## [Extract]
================

Letinsky's lens takes the woman's point of view and challenges what is considered to be "normal" feminine sexuality, pleasure and fantasy. Remember, many women artists have used their bodies as the site of their art in opposition to the notion of displaying themselves for male pleasure. Refusing to play the role of the woman in Romantic love -- a sexual being suppressed in favor of her function as a catalyst for the man's passage to a state of rapture -- Letinsky's female models never seem at the mercy of their aroused men. Does Letinsky, rather than using these women for voyeurism, want us to try on those identities, even empathize with them?

================

## [Source data]

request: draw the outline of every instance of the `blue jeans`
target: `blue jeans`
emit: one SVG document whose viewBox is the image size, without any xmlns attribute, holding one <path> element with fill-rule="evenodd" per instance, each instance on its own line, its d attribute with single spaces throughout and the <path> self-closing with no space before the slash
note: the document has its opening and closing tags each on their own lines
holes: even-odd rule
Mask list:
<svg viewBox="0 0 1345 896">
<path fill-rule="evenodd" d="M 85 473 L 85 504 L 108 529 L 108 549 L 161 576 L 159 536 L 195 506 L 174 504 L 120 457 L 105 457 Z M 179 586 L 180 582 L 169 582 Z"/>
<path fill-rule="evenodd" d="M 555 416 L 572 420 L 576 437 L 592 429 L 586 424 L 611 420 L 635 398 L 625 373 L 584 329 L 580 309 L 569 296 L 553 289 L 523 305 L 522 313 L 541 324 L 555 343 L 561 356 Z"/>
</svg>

================

## [What to produce]
Answer these questions from the passage on Letinsky's work:
1. Whose point of view does Letinsky's lens take?
2. Many women artists have used their bodies as the site of their art in opposition to what notion?
3. How do Letinsky's female models never seem in relation to their aroused men?

## [Answer box]
1. The woman's point of view.
2. The notion of displaying themselves for male pleasure.
3. They never seem at the mercy of their aroused men.